Excerpted data
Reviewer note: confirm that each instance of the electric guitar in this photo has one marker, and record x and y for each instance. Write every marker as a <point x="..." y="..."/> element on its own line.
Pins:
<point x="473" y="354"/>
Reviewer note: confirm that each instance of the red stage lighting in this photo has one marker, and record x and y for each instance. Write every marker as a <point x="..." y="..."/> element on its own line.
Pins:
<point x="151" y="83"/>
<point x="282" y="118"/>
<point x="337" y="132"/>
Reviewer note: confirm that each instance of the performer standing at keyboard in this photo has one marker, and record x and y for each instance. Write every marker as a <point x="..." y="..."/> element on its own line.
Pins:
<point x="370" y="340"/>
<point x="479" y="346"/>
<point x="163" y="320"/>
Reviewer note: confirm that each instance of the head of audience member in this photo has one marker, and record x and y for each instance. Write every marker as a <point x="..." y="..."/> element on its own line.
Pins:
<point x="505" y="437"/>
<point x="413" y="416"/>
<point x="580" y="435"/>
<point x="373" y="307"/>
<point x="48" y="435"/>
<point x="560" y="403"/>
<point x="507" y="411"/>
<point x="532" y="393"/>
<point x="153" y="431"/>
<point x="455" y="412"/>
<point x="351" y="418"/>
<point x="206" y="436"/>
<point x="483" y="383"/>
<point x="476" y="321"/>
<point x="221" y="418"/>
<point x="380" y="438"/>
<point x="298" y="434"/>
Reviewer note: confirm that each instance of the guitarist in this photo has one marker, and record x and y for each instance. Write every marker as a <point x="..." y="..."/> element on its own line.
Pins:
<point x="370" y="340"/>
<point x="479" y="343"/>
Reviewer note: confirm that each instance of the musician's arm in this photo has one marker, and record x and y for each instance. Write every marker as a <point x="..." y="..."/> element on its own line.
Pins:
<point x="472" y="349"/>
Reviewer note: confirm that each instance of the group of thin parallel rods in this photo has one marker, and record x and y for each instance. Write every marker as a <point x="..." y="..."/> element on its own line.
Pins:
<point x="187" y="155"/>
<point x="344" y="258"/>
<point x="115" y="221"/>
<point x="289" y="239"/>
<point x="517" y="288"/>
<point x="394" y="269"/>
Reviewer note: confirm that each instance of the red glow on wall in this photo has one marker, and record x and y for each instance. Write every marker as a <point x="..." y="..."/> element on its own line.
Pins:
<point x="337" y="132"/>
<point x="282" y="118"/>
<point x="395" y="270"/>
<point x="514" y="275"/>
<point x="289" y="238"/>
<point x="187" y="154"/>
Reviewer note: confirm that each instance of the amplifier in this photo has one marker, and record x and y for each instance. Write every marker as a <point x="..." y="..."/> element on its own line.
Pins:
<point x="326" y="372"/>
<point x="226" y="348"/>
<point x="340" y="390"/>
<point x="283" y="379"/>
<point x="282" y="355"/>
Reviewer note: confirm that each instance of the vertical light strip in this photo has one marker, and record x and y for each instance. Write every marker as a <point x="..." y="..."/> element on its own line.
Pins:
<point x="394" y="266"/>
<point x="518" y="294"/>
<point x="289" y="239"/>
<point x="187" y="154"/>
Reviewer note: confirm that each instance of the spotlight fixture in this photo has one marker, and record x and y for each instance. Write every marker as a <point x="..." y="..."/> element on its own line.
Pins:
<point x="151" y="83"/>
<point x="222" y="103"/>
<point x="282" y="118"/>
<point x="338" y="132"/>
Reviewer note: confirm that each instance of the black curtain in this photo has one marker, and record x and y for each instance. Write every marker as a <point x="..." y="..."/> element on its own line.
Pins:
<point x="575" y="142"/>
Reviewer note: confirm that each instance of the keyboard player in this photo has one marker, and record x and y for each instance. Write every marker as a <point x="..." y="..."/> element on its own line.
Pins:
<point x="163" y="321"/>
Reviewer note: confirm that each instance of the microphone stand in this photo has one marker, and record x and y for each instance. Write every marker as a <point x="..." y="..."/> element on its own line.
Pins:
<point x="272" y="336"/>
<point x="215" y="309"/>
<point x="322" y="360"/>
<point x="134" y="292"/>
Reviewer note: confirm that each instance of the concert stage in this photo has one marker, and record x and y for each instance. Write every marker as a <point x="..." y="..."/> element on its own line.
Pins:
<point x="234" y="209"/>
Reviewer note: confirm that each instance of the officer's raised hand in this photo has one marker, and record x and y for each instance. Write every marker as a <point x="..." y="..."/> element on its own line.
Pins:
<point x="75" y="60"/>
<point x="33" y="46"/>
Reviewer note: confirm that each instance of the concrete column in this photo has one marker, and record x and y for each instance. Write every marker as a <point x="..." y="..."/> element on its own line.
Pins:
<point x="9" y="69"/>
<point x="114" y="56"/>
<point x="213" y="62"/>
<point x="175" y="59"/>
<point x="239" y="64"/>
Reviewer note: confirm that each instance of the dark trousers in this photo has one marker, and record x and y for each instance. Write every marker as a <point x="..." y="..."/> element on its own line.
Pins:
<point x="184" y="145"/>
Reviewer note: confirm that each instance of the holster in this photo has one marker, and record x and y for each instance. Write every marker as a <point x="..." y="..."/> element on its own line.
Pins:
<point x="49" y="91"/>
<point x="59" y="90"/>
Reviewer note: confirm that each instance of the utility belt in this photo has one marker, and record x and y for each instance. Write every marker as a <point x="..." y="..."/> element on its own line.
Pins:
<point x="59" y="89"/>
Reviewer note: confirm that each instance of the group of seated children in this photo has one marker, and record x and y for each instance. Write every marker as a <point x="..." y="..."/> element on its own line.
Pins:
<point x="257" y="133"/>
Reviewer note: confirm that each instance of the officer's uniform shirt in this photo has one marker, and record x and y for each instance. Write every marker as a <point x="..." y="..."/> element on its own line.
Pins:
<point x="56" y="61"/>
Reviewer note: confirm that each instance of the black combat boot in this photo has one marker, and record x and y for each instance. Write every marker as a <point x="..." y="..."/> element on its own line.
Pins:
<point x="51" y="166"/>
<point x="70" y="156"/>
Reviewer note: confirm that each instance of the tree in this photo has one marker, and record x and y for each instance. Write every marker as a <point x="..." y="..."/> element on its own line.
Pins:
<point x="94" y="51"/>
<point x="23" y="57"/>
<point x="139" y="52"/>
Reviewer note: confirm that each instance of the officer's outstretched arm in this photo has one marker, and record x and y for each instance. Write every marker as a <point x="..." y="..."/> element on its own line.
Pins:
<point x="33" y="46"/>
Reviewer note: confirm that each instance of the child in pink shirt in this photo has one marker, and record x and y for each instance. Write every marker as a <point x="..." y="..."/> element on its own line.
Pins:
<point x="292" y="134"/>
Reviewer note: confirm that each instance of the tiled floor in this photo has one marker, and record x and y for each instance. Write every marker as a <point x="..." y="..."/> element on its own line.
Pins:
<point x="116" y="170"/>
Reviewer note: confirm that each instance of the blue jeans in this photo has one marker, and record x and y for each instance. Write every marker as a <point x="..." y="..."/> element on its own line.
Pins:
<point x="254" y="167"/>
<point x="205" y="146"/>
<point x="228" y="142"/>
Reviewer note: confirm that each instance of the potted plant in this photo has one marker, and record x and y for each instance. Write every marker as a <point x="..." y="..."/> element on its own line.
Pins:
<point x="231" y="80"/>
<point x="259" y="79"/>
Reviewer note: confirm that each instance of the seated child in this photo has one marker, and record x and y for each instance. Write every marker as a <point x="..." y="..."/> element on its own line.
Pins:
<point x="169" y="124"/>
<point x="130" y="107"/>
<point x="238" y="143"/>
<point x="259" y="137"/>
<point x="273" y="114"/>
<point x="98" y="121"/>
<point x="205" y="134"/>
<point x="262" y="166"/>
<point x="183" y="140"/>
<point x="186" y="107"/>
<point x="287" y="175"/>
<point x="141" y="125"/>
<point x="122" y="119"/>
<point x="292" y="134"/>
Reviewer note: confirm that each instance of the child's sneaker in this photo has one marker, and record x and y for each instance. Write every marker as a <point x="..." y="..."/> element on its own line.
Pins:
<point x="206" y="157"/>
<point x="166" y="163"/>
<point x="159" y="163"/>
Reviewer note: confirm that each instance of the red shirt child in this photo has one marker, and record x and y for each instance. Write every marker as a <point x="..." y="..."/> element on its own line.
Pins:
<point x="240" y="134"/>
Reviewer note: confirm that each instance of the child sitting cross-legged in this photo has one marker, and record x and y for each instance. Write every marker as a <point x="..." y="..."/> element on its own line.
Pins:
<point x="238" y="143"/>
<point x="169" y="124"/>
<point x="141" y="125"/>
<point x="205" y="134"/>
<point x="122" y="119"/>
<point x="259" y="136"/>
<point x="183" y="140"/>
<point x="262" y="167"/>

Exercise
Extract, exactly, the lines above that begin at the line containing "Reviewer note: confirm that each instance of the red shirt" and end at the final line of the records; add no other text.

Written solution
Reviewer note: confirm that each instance of the red shirt child in this photo has one marker, and record x and y for each instance. Write every marker as a <point x="..." y="..."/> element on its own line.
Pins:
<point x="240" y="134"/>
Reviewer note: confirm that each instance of the child sitting cross-legged in this photo has one marker, and record x and y for each instance. Write every marker as a <point x="..." y="..."/> element on its own line.
Pins:
<point x="238" y="143"/>
<point x="169" y="124"/>
<point x="141" y="125"/>
<point x="205" y="134"/>
<point x="122" y="119"/>
<point x="259" y="136"/>
<point x="183" y="140"/>
<point x="262" y="167"/>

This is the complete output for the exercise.